• _WHAT YOU NEED TO DO_: From the entries below, pull out every line that includes the word "dark", copying each one as it appears.

_ _ _

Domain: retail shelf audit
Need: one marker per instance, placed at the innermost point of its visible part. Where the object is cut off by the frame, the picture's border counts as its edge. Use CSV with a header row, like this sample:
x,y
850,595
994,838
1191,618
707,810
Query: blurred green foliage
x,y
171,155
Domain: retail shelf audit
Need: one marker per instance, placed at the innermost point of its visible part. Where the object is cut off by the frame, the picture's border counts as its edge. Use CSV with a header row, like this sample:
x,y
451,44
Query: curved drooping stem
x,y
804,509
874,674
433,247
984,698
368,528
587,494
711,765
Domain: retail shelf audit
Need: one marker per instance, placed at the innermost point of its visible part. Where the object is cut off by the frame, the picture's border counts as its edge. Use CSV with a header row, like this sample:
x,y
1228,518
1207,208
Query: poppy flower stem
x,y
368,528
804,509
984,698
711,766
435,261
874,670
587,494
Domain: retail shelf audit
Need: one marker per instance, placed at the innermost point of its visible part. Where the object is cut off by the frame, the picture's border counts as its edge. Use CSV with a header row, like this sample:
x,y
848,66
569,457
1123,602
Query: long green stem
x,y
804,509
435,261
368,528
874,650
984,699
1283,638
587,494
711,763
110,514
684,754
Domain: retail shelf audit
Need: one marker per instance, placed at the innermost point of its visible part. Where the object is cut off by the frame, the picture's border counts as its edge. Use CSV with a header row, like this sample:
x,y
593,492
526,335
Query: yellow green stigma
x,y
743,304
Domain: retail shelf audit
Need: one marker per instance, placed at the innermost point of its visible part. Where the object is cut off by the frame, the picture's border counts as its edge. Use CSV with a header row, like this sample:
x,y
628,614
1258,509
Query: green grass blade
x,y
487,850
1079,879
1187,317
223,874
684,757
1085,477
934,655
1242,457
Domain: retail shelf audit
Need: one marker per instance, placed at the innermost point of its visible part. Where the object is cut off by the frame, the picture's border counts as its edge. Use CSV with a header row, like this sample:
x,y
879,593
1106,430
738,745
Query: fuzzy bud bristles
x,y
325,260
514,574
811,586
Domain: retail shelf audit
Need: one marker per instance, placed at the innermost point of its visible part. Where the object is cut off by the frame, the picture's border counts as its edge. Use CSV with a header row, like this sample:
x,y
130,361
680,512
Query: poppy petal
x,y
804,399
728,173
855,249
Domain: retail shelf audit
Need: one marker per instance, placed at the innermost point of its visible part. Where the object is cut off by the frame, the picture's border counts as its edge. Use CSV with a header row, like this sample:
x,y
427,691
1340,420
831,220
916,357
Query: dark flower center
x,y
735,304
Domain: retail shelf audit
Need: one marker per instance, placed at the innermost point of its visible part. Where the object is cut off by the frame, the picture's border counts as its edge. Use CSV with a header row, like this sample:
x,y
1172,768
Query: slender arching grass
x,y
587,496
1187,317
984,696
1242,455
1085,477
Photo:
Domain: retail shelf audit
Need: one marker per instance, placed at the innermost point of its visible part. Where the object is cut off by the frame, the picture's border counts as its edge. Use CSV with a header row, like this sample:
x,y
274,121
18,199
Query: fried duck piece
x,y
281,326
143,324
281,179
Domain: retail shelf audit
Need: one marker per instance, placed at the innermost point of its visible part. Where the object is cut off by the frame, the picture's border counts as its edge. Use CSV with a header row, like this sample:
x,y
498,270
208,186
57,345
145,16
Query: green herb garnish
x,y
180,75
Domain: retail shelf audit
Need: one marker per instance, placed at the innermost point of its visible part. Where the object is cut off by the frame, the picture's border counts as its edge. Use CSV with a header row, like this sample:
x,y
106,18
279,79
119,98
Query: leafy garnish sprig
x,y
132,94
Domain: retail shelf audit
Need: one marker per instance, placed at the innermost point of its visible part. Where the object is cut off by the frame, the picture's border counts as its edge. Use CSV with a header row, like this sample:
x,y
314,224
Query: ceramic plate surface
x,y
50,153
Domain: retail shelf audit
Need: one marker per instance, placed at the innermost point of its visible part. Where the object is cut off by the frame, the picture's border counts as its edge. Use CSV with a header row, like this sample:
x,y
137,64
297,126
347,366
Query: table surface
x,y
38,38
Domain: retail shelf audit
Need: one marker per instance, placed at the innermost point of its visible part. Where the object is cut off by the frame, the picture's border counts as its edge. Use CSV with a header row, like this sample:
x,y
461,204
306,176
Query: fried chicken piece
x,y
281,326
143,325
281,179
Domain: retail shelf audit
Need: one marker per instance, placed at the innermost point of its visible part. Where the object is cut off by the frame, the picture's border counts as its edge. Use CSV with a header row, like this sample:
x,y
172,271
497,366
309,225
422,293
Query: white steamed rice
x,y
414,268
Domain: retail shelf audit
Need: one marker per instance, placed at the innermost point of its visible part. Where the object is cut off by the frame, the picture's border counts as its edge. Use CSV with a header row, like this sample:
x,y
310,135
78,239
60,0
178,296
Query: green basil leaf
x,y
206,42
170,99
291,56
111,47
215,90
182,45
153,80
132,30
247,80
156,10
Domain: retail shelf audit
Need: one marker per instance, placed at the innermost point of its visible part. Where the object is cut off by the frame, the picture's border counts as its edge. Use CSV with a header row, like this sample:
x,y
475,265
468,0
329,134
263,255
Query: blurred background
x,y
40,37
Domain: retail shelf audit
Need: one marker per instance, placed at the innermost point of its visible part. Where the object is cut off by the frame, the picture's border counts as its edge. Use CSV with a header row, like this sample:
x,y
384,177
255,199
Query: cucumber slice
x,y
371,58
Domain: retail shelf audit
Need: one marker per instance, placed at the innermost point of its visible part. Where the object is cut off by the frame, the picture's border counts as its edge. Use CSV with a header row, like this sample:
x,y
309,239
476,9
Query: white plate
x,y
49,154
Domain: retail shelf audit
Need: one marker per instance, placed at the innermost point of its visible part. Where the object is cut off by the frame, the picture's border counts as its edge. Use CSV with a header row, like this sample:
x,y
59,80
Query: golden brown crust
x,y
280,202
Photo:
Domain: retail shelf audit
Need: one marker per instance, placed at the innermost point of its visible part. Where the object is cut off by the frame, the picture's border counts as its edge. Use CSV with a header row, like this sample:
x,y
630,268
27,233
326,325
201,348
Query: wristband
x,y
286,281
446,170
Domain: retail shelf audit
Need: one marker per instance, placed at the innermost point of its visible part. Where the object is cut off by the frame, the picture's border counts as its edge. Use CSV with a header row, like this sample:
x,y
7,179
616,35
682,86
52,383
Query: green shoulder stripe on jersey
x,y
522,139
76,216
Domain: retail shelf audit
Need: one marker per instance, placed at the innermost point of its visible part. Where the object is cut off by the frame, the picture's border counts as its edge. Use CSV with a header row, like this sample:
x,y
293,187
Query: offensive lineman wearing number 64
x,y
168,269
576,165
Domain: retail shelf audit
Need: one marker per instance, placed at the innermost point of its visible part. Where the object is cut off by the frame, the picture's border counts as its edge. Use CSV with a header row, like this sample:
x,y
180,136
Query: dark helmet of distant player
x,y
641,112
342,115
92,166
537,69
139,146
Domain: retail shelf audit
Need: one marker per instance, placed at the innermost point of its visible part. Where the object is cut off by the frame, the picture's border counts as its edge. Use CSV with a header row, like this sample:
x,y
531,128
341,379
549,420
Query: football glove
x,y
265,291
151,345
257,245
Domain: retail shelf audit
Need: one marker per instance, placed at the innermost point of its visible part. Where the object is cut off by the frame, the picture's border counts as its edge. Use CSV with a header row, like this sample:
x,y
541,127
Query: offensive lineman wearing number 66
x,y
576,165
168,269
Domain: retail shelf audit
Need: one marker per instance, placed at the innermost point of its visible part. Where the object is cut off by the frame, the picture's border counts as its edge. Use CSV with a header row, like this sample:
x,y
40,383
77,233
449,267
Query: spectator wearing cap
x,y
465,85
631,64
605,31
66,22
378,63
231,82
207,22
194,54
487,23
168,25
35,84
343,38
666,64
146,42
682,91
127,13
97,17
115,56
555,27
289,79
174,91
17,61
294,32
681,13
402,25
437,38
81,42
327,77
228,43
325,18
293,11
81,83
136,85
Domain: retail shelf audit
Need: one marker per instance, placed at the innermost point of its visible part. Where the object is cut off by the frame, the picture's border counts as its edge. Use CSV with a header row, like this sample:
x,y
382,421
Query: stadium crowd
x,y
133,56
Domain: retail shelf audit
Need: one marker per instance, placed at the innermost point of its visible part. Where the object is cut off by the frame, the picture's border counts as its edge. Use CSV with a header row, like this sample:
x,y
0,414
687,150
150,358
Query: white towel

_ _ _

• _FINISHED EXERCISE_:
Query: dark flower center
Query: dark helmet of distant player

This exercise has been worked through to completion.